> EXCERPTED PASSAGE

......

In 2002, Macomber realized that she was having more difficulty identifying with a 25-year-old heroine, and that she wanted to write books focusing more on women and their friendships. Thursdays at Eight was her first departure from the traditional romance novel and into contemporary women's fiction.
Since 1986, in most years Macomber has released a Christmas-themed book or novella. For several years, these novels were part of the Angel series, following the antics of angels Shirley, Goodness, and Mercy. Macomber, who loves Christmas, says that she writes Christmas books as well because "Every woman I know has a picture of the perfect Christmas in her mind, the same way we do romance. Reality rarely lives up to our expectations, so the best we can do is delve into a fantasy."
In general, Macomber's novels focus on delivering the message of the story and do not include detailed descriptive passages. Her heroines tend to be optimists, and the "stories are resolved in a manner that leaves the reader with a feeling of hope and happy expectation." Many of the novels take place in small, rural town, with her Cedar Cove series loosely based on her own hometown. Because of her Christian beliefs, Macomber does not include overly explicit sexual details in her books, although they do contain some sensuality.
Over 170 million copies of her books are in print throughout the world. This Matter of Marriage, became a made-for-tv movie in 1998. In 2009, Hallmark Channel broadcast "Debbie Macomber's Mrs. Miracle," their top-watched movie of the year. The next year Hallmark Channel aired "Call Me Mrs. Miracle," based on Debbie's novel of the same name, and it was the channel's highest rated movie of 2010. In 2011 Hallmark premiered "Trading Christmas," based on Debbie's novel When Christmas Comes (2004).
Debbie also now writes inspirational non-fiction. Her second cookbook, Debbie Macomber's Christmas Cookbook, and her second children's book, The Yippy, Yappy Yorkie in the Green Doggy Sweater (written with Mary Lou Carney), were released in 2012. There is also a Debbie Macomber line of knitting pattern books from Leisure Arts and she owns her own yarn store, A Good Yarn, in Port Orchard, Washington.
Now writing for Random House, Debbie published two Ballantine hardcovers in 2012, The Inn at Rose Harbor and Angels at the Table (November). The same year also saw the publication of two inspirational non-fiction hardcovers, One Perfect Word (Howard Books) and Patterns of Grace (Guideposts April). Starting Now, the ninth in her Blossom Street series, was issued in 2013.
Recognition
Macomber is a three-time winner of the B. Dalton Award, and the inaugural winner of the fan-voted Quill Award for romance (2005, for 44 Cranberry Point). She has been awarded the Romantic Times Magazine Distinguished Lifetime Achievement Award and has won a Romance Writers of America RITA Award, the romance novelist's equivalent of an Academy Award, for The Christmas Basket. Her novels have regularly appeared on the Waldenbooks and USAToday bestseller lists and have also earned spots on the New York Times Bestseller List. On September 6, 2007 she made Harlequin Enterprises history, by pulling off the rarest of triple plays—having her new novel, 74 Seaside Avenue, appear at the #1 position for paperback fiction on the New York Times, USAToday and Publishers Weekly bestseller lists. These three highly respected bestseller lists are considered the bellwethers for a book's performance in the United States.

......

> DATA EXTRACTS

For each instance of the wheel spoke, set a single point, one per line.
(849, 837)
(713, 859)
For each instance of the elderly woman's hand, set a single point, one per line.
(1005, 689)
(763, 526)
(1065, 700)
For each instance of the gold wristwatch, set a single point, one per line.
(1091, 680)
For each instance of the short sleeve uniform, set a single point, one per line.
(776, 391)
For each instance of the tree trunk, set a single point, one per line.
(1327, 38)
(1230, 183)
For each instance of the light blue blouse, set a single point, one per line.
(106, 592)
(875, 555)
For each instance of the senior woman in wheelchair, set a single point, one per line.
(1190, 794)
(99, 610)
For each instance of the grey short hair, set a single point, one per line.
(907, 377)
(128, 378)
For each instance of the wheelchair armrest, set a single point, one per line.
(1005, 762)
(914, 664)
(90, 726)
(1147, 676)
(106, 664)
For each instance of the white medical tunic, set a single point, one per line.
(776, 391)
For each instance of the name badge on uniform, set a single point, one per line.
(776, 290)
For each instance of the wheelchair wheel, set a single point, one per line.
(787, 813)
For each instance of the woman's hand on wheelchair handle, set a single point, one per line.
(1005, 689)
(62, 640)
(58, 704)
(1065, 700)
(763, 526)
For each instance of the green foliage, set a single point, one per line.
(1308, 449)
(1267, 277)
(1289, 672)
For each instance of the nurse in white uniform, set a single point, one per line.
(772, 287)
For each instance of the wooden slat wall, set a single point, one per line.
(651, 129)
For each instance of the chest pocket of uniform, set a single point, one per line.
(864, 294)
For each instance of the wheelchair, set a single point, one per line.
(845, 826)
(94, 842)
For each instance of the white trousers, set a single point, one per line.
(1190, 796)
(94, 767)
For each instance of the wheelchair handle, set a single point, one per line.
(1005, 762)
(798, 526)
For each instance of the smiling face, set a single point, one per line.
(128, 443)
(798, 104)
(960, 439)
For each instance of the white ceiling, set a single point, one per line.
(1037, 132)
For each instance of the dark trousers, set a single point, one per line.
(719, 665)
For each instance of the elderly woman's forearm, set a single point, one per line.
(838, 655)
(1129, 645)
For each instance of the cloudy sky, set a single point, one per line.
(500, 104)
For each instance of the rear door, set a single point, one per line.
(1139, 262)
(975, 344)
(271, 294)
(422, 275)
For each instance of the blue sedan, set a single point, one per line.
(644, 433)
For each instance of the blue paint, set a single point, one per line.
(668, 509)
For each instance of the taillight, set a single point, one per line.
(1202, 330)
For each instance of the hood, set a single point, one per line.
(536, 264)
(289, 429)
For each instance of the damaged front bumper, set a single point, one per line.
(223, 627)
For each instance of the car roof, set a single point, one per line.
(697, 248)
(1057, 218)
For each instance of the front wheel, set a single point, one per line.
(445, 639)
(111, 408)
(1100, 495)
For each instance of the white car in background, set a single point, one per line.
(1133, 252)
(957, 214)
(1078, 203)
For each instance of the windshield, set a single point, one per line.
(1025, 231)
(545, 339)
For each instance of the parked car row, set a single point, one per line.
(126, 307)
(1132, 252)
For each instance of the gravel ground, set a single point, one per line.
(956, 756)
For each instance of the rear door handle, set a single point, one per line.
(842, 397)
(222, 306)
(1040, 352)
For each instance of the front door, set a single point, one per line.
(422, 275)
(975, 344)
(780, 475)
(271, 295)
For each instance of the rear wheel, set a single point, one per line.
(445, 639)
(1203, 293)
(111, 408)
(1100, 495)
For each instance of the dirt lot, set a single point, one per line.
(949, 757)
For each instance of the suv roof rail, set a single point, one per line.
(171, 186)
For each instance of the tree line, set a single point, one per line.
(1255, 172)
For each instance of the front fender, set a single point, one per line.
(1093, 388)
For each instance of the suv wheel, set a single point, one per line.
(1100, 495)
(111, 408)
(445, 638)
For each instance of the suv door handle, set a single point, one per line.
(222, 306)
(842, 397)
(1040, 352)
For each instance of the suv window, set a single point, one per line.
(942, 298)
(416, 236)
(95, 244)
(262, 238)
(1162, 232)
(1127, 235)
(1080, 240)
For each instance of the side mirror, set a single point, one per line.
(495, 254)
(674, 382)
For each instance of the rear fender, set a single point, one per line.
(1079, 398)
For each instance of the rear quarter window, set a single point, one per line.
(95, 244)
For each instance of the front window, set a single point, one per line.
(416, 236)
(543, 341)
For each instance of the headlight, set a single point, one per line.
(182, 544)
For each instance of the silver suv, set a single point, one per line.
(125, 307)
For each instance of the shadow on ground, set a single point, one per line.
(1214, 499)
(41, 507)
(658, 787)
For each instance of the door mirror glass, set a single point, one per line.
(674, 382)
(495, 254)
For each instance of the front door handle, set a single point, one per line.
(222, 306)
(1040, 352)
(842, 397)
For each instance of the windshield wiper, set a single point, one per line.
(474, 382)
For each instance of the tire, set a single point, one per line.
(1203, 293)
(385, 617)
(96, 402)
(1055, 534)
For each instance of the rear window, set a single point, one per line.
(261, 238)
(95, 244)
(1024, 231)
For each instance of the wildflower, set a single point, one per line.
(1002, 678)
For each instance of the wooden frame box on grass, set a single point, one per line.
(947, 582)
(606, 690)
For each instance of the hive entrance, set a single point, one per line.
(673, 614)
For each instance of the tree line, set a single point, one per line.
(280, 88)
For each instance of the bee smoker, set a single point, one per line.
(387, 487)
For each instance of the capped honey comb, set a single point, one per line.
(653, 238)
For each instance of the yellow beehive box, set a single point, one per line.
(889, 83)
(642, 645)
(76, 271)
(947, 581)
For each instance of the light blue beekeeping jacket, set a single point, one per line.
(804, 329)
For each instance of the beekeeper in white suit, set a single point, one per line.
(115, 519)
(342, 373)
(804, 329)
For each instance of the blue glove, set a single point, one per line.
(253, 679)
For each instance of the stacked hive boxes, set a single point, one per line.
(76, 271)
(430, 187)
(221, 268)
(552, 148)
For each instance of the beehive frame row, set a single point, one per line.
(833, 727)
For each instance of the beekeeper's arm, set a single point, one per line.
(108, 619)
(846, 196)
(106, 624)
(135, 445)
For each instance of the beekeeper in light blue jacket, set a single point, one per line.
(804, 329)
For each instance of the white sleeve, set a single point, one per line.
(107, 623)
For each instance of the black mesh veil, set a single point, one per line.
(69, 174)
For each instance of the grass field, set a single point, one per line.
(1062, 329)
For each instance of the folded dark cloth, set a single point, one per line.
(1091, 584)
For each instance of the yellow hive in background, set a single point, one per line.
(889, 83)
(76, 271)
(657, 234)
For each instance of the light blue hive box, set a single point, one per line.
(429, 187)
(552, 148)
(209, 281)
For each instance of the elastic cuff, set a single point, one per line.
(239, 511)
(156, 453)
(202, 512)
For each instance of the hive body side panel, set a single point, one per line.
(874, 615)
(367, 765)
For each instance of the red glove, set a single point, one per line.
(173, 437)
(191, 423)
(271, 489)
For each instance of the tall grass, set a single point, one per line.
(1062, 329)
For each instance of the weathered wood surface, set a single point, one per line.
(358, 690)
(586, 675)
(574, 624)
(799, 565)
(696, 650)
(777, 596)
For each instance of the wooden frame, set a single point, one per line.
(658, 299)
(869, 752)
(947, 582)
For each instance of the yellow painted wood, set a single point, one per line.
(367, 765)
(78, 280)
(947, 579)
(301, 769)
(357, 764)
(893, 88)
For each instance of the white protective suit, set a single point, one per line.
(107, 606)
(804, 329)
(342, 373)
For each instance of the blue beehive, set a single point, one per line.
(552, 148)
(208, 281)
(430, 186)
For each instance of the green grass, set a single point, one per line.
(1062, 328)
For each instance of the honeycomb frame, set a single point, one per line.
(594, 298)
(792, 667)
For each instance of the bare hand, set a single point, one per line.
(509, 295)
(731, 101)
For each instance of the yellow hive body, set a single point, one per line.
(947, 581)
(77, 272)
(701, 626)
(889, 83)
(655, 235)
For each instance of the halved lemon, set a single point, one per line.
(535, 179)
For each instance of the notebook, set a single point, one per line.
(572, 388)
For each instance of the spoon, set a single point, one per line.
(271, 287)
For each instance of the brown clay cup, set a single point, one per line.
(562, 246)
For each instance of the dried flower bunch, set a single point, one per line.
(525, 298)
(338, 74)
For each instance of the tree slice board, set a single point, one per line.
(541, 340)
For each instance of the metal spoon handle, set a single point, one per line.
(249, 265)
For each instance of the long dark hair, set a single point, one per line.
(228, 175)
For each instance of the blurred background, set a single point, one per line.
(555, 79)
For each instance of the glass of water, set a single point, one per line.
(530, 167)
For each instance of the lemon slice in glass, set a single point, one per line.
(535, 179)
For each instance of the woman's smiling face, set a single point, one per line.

......

> WORK TO COMPLETE
[1] Answer these from the Debbie Macomber passage:
(a) Which angels does the Angel series follow?
(b) What is the name of the yarn store she owns, and where is it?
(c) For which book did she win a RITA Award?
[2] Please rewrite everything in the Debbie Macomber passage from "Now writing for" down to "issued in 2013.", changing "Ballantine" to "Delacorte".
[3] Name every movie that the Debbie Macomber passage says the Hallmark Channel broadcast.
The material above was taken from a different source.

> ANSWERS BY ITEM
[1]
(a) Shirley, Goodness, and Mercy
(b) A Good Yarn, in Port Orchard, Washington
(c) The Christmas Basket

[2]
Now writing for Random House, Debbie published two Delacorte hardcovers in 2012, The Inn at Rose Harbor and Angels at the Table (November). The same year also saw the publication of two inspirational non-fiction hardcovers, One Perfect Word (Howard Books) and Patterns of Grace (Guideposts April). Starting Now, the ninth in her Blossom Street series, was issued in 2013.

[3]
Debbie Macomber's Mrs. Miracle
Call Me Mrs. Miracle
Trading Christmas